[start of Dataset content]
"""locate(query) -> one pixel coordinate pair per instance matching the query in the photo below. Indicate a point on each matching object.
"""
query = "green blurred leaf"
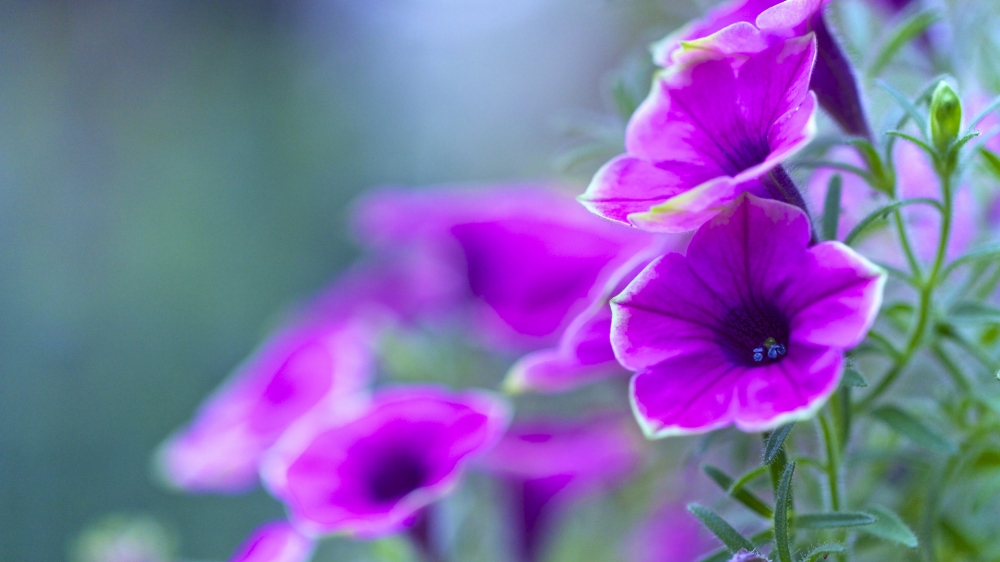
(782, 503)
(774, 441)
(831, 208)
(729, 536)
(853, 378)
(900, 36)
(890, 527)
(746, 497)
(914, 429)
(833, 520)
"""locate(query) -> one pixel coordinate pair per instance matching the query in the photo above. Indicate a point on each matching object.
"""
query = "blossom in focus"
(275, 542)
(748, 26)
(520, 262)
(370, 476)
(749, 328)
(313, 368)
(671, 534)
(710, 129)
(545, 464)
(915, 177)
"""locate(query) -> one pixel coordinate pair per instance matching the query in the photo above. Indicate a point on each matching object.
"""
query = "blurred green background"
(173, 173)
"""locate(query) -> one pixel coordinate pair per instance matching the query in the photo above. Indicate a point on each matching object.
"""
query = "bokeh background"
(173, 173)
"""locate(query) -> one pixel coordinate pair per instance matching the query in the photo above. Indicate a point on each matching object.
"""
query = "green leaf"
(975, 310)
(914, 429)
(883, 212)
(900, 36)
(821, 550)
(890, 527)
(853, 378)
(729, 536)
(833, 520)
(831, 208)
(744, 496)
(774, 441)
(782, 503)
(906, 104)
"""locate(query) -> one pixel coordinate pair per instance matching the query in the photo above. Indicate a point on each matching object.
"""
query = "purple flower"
(305, 369)
(519, 262)
(711, 128)
(748, 26)
(672, 534)
(370, 476)
(275, 542)
(915, 177)
(749, 328)
(545, 464)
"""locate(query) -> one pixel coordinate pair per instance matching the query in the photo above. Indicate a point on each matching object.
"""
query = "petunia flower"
(546, 464)
(747, 26)
(584, 352)
(310, 368)
(748, 329)
(370, 476)
(519, 261)
(275, 542)
(671, 534)
(915, 177)
(710, 129)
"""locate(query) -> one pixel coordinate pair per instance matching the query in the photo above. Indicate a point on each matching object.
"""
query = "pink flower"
(521, 261)
(307, 369)
(711, 128)
(749, 328)
(370, 476)
(545, 464)
(275, 542)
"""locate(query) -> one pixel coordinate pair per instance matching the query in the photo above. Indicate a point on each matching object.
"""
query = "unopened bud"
(946, 116)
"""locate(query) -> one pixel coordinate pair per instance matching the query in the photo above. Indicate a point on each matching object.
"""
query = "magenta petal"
(748, 329)
(303, 369)
(370, 476)
(275, 542)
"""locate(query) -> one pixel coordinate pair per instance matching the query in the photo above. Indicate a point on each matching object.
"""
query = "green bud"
(946, 116)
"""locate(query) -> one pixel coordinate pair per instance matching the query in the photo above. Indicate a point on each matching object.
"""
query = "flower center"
(754, 334)
(395, 475)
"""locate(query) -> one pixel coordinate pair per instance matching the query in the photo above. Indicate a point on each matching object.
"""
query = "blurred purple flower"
(711, 128)
(370, 476)
(305, 369)
(748, 26)
(749, 328)
(545, 464)
(275, 542)
(522, 261)
(672, 534)
(915, 177)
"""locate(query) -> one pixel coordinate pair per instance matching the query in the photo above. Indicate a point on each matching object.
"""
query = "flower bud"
(946, 116)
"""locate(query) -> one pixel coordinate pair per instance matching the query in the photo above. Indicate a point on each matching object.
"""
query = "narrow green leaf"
(900, 36)
(831, 208)
(883, 212)
(833, 520)
(983, 114)
(890, 527)
(821, 550)
(742, 495)
(729, 536)
(906, 104)
(853, 378)
(914, 429)
(782, 503)
(775, 440)
(974, 310)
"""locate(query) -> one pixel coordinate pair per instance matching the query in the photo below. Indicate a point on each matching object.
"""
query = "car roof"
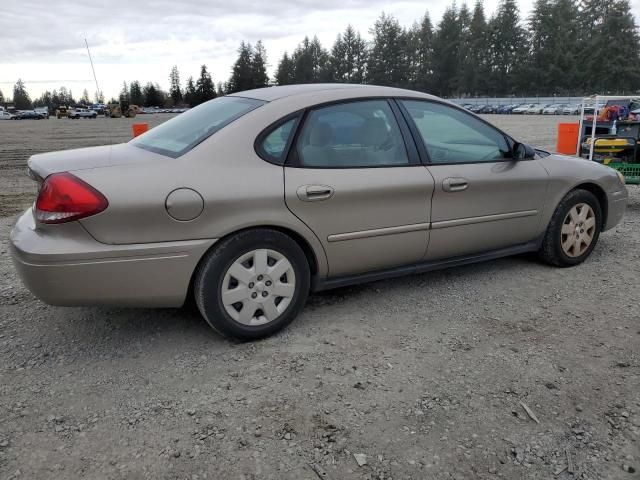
(269, 94)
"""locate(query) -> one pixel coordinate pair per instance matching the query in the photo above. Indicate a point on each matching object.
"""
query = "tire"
(582, 227)
(256, 289)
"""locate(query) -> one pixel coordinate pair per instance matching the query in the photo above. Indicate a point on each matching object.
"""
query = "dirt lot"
(426, 376)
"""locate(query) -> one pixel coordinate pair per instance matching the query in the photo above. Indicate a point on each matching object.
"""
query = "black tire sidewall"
(210, 276)
(555, 231)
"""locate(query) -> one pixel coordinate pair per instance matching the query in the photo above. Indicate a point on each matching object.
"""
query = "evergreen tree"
(174, 86)
(475, 66)
(285, 73)
(551, 64)
(136, 96)
(241, 74)
(190, 94)
(615, 50)
(21, 98)
(388, 62)
(420, 54)
(310, 62)
(463, 80)
(205, 89)
(348, 58)
(446, 53)
(259, 77)
(508, 49)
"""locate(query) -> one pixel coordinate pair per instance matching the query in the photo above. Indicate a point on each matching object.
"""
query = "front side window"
(453, 136)
(354, 134)
(180, 134)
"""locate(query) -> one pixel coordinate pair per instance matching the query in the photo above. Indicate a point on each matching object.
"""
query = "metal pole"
(580, 128)
(593, 128)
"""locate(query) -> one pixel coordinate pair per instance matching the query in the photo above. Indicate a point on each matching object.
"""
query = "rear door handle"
(455, 184)
(314, 193)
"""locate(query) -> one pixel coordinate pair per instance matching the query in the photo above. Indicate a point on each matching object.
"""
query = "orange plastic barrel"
(567, 138)
(139, 128)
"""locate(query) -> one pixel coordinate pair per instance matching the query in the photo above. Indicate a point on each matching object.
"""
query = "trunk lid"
(44, 164)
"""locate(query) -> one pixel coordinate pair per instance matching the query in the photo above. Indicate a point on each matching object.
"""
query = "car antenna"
(98, 91)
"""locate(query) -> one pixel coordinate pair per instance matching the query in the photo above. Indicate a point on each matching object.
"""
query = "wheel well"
(600, 194)
(296, 237)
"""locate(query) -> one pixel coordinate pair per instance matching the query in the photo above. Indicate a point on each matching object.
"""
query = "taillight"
(63, 197)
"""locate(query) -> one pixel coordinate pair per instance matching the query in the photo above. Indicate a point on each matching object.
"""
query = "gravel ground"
(422, 377)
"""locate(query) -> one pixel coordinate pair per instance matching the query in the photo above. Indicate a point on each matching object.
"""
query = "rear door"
(354, 177)
(483, 198)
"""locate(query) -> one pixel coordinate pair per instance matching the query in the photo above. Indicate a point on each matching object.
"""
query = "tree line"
(564, 47)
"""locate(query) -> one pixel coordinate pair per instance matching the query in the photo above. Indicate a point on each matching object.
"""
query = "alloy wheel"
(578, 230)
(258, 287)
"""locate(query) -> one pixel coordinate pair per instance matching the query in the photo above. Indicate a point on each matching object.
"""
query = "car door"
(355, 178)
(483, 198)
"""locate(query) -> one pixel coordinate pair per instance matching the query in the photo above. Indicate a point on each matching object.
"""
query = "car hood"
(577, 170)
(44, 164)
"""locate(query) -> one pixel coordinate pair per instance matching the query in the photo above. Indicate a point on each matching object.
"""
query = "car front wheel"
(252, 284)
(573, 231)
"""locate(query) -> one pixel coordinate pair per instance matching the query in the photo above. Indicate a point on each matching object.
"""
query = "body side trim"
(378, 232)
(485, 218)
(320, 284)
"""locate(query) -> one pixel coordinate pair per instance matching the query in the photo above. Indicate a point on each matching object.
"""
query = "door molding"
(481, 219)
(378, 232)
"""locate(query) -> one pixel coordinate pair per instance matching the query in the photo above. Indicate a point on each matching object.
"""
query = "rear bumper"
(617, 205)
(64, 265)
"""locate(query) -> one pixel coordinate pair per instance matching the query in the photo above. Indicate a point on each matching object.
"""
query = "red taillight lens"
(64, 197)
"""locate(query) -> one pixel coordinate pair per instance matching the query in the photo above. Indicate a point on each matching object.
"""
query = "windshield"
(180, 134)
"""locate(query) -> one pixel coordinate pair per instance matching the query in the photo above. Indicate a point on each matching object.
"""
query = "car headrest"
(321, 134)
(374, 132)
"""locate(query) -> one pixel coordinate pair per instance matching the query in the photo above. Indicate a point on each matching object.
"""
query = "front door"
(483, 199)
(354, 178)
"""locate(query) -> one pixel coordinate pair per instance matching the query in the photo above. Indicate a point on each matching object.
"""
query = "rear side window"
(354, 134)
(273, 146)
(453, 136)
(180, 134)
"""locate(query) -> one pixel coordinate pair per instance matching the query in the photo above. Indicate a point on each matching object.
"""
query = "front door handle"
(314, 193)
(455, 184)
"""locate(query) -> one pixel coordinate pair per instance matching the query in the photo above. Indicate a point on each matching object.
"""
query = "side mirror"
(522, 151)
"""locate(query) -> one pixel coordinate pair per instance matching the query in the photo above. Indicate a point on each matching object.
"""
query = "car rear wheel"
[end of Dataset content]
* What is being asked *
Pick out each line in the records above that contains the word "tire", and copy every such line.

* Result of the exercise *
query = "tire"
query = "black tire sidewall"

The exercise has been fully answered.